• Required action: All lines holding the word "road" should be located in the records and copied.

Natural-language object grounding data
----------------
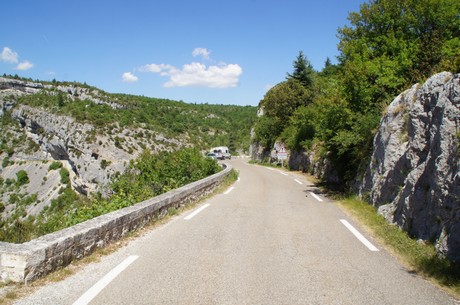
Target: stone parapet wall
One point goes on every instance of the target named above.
(31, 260)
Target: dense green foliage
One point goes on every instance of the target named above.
(147, 176)
(389, 45)
(205, 125)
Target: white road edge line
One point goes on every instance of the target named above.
(229, 190)
(316, 196)
(358, 235)
(89, 295)
(193, 214)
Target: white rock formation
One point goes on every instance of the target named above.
(413, 177)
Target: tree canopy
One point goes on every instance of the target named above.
(388, 46)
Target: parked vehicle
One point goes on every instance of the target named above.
(212, 156)
(221, 152)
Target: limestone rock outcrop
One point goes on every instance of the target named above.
(413, 176)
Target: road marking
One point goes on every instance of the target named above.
(229, 190)
(193, 214)
(89, 295)
(316, 196)
(358, 235)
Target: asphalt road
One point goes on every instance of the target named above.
(269, 239)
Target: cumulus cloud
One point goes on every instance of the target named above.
(9, 56)
(25, 65)
(197, 74)
(201, 51)
(128, 77)
(154, 68)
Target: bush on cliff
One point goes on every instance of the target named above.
(147, 176)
----------------
• Response box:
Target: white road edge line
Target: road marking
Target: asphalt road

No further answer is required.